## [What you will do]
1) Can you give everything from "This file would" down to "out very quickly." in the spam-filtering email again, switching "Spanish" to "Portuguese" wherever it appears?
2) Which lines in the rows contain the word "ground"? Copy out each of them.

## [Quoted text]

Dear Ken et al.,
I have been saving the spam email sent to me so that one day
I could use a module like this to detect it.
I could make available to anyone a *.csv (comma separated values) file
that contains about 440 spam messages. It has a total of
about 27000 lines and is 1.1 MB (400 KB compressed with zip).
This file would need to be complemented by a file of the same size,
or ideally even larger, than contain non-spam. I could not
distribute a non-spam file as most messages are company confidential.
Anyway each person would want to have their own non-spam file,
as I get messages about databases, XML, etc. and other people
would get other messages on other topics.
I want to pursue how to incorporate your code into an actual
solution. I have some theoretical questions, and some practical
ones.
* If there are only two categories (spam vs. non-spam)
is there some special algorithm that is appropriate?
* Actually a high fraction of the spam messages are in Spanish.
I copuld manually separate these out very quickly.
Would it help improve performance (i.e. better F1 score)
to have these in a separate category?
* An easy way to detect these Spanish messages is to look for
the Perl pattern / esta/i
But I am concerned that this strength of this predictor would
be "diluted" due to the many word forms.
* Probably the best way to detect spam is to look for a number
in the subject line, e.g., FREE Life Insurance Quotes 10077
However I suspect your code would treat all these numbers as
different words and so not notice the pattern. It seems desirable
to first transform the input in certain ways. I might want to
transform strings such as 19\d\d and 20\d\d to e.g. the dummy word
_date and then transform all other numbers with 4 or more digits
to e.g. _number. Then a verey string predictor of spam is
_number in the subject.
* Similarly I want to map punctuation to pseudo-words, e.g. any string
of more than one consecutive ! character would become _bang.
Some additional background: My company uses Microsoft
Outlook, which has a "rules wizard" with some limited ability
to route mail to different folders, based on who it is from, words
in the subject etc. I am currently using Outlook 98, but plan
to go to Outlook 2000 soon.
* I would like to get a list of the words most likely to be associated
with a category. Can I get this from your code? How?
E.g. for the spam category I expect to find Britney, free, etc.
This is very important because Outlook rules can move mail based
on words. I would be willing to move any email containing
"Britney" to a spam_probably folder.

## [Listing]
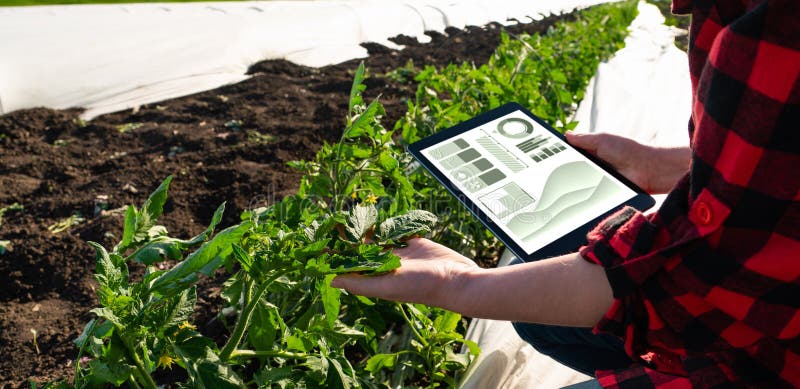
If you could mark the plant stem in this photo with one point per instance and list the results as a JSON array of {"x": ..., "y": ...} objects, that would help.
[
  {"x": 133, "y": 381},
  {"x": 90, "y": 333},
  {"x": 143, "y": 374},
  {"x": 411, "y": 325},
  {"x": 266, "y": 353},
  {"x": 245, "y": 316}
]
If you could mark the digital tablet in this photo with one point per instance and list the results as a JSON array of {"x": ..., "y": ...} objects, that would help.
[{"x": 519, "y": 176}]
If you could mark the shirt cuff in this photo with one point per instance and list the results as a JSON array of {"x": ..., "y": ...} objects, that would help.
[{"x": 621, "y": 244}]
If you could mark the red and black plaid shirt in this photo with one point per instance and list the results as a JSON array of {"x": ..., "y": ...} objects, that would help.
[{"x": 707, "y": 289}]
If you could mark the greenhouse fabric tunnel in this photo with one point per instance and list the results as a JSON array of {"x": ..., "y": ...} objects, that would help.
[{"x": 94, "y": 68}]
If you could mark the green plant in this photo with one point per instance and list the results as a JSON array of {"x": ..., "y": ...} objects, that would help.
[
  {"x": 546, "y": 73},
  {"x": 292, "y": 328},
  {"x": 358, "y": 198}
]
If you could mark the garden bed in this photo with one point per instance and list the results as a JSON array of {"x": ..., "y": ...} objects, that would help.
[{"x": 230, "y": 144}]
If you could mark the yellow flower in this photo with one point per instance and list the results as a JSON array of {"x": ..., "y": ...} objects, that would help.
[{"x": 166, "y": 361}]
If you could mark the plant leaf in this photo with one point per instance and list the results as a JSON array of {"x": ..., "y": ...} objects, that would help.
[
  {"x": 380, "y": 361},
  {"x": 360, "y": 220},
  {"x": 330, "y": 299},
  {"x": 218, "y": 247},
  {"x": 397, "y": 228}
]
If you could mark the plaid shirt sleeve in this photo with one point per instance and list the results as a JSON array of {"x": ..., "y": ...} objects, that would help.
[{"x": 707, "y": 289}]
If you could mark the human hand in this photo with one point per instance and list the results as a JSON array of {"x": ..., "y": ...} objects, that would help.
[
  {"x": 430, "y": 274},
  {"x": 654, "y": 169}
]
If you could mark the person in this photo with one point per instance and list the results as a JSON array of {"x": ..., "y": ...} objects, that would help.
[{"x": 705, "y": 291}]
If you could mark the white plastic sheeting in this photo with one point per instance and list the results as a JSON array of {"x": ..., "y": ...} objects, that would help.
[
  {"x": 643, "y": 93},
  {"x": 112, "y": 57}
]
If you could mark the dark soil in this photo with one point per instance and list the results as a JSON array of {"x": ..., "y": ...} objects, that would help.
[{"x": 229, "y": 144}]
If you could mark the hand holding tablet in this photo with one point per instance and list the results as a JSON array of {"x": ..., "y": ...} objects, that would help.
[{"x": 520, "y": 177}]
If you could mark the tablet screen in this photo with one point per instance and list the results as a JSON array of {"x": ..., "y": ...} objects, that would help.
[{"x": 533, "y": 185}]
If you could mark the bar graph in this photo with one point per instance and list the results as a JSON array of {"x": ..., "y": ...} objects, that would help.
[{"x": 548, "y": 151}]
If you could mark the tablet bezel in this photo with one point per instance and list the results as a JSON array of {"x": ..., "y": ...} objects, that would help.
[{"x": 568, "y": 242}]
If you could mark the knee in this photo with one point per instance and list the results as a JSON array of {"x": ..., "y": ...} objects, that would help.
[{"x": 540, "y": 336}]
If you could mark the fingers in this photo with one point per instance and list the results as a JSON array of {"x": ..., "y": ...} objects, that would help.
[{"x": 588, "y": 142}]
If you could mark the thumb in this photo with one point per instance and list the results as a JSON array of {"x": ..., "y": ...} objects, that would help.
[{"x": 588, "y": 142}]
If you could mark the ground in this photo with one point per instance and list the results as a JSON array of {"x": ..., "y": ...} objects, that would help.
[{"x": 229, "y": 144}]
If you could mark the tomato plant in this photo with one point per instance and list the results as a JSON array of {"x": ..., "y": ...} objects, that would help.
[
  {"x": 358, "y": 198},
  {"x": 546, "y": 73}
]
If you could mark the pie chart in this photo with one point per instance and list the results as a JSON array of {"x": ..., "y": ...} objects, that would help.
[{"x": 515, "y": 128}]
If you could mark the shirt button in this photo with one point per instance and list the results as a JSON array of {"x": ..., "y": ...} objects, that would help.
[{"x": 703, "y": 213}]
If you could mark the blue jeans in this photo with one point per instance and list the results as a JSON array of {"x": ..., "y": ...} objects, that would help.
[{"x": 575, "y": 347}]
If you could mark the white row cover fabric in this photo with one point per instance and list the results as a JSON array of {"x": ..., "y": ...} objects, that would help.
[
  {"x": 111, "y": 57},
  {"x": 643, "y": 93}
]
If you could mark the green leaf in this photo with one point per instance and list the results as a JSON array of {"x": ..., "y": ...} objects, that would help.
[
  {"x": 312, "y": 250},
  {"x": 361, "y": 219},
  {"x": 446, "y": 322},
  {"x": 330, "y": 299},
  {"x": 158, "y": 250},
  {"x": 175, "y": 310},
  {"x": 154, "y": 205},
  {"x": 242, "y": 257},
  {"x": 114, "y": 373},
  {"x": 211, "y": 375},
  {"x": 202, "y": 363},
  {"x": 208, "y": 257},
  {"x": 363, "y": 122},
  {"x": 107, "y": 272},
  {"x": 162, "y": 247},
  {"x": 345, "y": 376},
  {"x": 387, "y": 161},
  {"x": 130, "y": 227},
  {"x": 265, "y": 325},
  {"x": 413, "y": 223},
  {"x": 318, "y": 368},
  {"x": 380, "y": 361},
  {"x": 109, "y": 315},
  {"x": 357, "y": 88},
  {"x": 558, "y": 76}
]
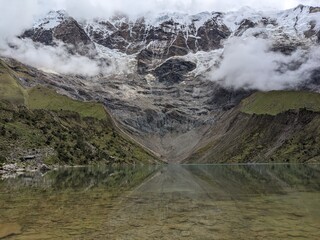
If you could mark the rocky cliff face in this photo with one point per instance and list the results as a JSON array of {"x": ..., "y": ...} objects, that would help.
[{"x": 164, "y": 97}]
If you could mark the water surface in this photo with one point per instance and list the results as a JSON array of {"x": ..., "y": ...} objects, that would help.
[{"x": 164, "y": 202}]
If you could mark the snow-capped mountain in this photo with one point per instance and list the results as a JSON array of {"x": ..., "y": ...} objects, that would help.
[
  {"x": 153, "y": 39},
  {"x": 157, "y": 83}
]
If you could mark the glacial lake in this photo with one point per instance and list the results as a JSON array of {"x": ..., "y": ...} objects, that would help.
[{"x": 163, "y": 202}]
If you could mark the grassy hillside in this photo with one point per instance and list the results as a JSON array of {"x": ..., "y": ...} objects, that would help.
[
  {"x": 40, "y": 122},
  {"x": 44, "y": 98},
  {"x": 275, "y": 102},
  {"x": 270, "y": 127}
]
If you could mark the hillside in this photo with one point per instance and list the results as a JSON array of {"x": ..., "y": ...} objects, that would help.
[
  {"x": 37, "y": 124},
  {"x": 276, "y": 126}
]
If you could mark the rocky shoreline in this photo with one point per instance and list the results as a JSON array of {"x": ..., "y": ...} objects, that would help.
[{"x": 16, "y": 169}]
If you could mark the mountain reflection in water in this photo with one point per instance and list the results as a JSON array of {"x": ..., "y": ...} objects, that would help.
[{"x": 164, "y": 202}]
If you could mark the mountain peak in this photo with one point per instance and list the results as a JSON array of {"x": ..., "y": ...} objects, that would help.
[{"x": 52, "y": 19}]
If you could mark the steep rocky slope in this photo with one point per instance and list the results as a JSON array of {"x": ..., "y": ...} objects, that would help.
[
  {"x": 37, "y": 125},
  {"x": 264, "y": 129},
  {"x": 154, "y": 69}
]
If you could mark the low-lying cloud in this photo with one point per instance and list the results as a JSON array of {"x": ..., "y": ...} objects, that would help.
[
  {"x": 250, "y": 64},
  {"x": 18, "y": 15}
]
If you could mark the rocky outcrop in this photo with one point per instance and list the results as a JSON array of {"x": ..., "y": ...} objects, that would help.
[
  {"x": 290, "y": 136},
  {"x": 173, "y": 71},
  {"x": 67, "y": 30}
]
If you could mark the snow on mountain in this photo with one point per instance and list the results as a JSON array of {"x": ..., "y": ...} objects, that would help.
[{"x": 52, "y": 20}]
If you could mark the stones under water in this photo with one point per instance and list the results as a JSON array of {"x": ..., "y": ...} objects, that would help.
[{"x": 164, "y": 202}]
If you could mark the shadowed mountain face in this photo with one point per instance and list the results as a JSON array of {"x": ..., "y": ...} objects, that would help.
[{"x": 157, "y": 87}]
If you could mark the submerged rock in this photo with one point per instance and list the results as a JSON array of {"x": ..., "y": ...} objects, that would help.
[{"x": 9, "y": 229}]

...

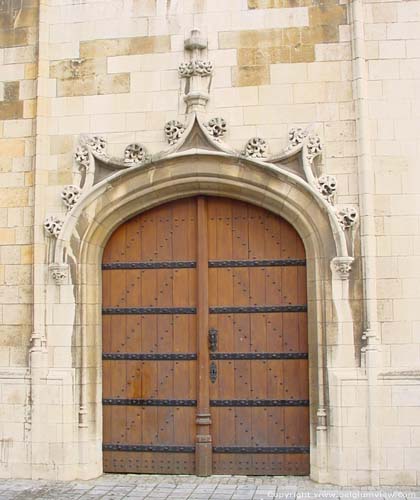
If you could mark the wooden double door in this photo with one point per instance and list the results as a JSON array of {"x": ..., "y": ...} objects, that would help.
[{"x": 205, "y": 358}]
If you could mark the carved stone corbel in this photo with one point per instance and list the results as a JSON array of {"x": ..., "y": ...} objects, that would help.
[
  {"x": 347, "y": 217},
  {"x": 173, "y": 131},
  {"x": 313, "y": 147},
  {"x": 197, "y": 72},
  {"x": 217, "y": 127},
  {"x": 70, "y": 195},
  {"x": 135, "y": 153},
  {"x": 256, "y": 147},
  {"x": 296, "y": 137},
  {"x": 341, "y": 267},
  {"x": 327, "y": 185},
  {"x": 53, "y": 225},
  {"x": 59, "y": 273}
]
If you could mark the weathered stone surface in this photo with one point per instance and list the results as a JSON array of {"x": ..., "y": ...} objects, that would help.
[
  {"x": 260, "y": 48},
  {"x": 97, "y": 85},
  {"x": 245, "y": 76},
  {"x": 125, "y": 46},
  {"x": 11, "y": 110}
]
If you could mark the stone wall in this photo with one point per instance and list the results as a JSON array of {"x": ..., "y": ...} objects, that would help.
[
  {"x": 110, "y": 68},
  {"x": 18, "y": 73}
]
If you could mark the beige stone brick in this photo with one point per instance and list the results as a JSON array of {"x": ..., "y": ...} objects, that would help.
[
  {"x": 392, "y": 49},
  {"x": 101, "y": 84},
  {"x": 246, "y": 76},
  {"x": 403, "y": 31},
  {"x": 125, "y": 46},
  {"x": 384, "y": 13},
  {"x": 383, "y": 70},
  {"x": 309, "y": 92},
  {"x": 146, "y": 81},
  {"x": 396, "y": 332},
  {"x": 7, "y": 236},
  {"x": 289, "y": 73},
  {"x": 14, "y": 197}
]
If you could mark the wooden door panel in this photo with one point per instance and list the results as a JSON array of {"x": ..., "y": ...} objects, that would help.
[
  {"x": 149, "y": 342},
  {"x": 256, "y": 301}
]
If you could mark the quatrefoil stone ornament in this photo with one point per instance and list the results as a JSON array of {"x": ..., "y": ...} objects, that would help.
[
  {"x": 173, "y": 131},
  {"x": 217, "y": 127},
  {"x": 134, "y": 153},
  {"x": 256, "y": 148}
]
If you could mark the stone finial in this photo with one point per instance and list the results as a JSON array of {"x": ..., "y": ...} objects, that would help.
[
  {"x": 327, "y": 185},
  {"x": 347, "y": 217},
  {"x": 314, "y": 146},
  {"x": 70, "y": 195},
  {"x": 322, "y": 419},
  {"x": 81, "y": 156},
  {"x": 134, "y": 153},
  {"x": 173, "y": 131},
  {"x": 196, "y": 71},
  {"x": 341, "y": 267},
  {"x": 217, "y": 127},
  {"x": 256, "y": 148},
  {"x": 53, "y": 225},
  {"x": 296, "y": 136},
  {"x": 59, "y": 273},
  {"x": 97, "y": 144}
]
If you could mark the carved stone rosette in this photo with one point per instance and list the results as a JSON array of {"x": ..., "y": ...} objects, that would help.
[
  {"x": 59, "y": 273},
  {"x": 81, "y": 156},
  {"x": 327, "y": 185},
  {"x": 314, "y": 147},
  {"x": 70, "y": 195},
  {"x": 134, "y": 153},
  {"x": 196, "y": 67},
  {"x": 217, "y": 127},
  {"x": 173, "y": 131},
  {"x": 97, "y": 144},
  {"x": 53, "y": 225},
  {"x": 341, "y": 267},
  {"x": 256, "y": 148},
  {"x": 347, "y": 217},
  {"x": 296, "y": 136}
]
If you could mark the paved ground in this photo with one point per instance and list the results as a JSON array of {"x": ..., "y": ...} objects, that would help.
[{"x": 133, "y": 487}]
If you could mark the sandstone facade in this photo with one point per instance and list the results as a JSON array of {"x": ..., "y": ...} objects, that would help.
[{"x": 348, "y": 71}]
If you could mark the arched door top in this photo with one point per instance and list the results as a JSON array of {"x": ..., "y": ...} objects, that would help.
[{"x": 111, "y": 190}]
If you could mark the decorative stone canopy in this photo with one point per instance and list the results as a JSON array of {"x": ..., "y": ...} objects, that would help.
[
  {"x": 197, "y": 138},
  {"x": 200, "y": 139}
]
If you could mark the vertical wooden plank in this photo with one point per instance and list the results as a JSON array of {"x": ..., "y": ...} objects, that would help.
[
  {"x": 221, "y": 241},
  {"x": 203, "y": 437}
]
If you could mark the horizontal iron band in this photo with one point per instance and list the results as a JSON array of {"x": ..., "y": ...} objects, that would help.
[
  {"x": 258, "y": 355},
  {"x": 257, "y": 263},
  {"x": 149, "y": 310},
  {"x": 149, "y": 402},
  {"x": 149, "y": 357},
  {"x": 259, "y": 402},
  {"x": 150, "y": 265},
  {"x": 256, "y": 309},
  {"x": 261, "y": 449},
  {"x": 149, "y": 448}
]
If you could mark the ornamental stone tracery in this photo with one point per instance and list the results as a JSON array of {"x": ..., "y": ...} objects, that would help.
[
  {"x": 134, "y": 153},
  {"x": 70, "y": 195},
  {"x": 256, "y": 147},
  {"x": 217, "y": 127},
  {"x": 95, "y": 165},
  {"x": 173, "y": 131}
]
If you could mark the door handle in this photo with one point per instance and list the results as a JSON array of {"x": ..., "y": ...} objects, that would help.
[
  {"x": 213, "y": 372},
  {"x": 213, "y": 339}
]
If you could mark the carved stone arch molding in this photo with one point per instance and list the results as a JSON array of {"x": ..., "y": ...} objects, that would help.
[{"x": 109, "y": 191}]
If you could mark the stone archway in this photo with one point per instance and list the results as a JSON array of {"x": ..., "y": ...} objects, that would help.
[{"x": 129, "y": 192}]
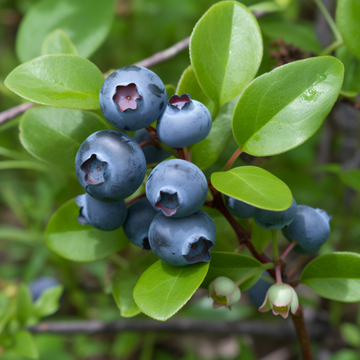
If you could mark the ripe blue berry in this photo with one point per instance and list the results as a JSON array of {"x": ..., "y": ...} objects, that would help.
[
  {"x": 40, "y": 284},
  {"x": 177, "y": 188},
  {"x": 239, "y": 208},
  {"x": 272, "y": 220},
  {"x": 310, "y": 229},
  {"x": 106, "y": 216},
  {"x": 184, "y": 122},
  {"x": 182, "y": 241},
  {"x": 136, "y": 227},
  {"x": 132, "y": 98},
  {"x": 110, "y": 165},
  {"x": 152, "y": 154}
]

==

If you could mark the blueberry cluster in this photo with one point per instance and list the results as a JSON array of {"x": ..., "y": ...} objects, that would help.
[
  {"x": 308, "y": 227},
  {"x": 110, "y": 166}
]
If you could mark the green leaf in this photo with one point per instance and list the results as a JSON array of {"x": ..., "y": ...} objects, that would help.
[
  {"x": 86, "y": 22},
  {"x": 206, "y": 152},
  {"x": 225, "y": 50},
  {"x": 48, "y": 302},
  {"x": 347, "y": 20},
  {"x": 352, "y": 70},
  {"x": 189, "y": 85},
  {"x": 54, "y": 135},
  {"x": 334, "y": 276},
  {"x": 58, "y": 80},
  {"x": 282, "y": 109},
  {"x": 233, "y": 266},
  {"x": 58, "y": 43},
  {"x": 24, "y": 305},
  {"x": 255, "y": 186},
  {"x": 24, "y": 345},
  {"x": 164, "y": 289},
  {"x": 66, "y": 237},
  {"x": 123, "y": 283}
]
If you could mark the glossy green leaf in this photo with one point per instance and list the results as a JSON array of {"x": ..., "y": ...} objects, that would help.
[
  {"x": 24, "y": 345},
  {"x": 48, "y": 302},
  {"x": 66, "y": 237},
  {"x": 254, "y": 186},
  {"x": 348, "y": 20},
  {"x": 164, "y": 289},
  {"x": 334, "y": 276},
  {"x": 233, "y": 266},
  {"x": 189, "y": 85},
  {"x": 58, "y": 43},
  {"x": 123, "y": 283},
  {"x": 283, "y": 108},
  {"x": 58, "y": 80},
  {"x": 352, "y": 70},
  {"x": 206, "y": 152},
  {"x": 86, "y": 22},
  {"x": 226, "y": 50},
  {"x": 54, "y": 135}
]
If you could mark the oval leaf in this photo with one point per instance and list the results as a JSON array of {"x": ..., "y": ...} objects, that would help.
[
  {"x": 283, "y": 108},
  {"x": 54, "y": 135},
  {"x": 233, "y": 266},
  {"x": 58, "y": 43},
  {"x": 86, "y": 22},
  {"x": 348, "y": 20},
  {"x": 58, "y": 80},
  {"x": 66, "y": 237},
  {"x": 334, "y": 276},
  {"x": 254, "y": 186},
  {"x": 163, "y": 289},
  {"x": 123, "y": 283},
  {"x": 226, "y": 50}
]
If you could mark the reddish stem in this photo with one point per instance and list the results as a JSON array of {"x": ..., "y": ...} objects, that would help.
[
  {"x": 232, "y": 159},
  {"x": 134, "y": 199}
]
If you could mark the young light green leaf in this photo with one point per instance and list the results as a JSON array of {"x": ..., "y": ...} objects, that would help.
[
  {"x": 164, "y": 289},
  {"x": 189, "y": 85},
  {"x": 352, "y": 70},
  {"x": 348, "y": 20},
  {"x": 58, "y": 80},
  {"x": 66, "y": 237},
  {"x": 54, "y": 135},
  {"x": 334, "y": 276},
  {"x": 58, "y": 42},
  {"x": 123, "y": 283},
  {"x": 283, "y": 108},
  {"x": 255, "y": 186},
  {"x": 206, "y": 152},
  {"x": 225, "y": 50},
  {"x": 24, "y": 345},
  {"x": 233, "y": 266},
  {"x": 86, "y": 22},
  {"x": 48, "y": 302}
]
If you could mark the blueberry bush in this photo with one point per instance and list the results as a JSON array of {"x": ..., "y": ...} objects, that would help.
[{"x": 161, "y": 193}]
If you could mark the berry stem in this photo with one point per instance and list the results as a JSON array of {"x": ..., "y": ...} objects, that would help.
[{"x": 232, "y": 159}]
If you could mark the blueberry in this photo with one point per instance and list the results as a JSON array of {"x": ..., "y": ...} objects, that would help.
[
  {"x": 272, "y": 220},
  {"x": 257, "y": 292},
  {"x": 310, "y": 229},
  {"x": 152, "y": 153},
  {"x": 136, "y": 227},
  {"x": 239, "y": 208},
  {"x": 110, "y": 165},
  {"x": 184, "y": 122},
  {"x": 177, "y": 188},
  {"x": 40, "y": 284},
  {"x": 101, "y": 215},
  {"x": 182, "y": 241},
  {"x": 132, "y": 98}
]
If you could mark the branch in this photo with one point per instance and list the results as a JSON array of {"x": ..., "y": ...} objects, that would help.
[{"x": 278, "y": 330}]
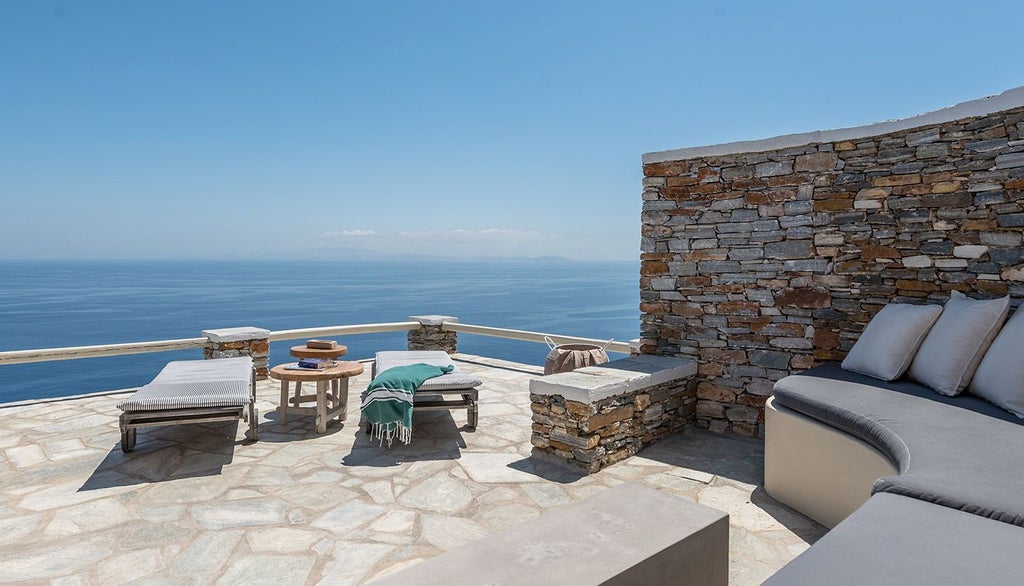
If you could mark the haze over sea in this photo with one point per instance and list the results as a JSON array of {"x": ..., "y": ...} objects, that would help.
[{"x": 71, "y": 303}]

## [Solved problems]
1)
This file would need to be complemented by a file of the same size,
or ideally even larger, than contain non-spam. I could not
distribute a non-spam file as most messages are company confidential.
Anyway each person would want to have their own non-spam file,
as I get messages about databases, XML, etc. and other people
would get other messages on other topics.
I want to pursue how to incorporate your code into an actual
solution. I have some theoretical questions, and some practical
ones.
* If there are only two categories (spam vs. non-spam)
is there some special algorithm that is appropriate?
* Actually a high fraction of the spam messages are in Portuguese.
I copuld manually separate these out very quickly.

2)
If you could mark the ground in this photo with one point per instance and list the results as a JSON array of {"x": ..., "y": ...} objects, that would help.
If you could mark the paved ground in this photo with one point per instance and list the results as a JSON array of {"x": ..., "y": ...} objects, that would help.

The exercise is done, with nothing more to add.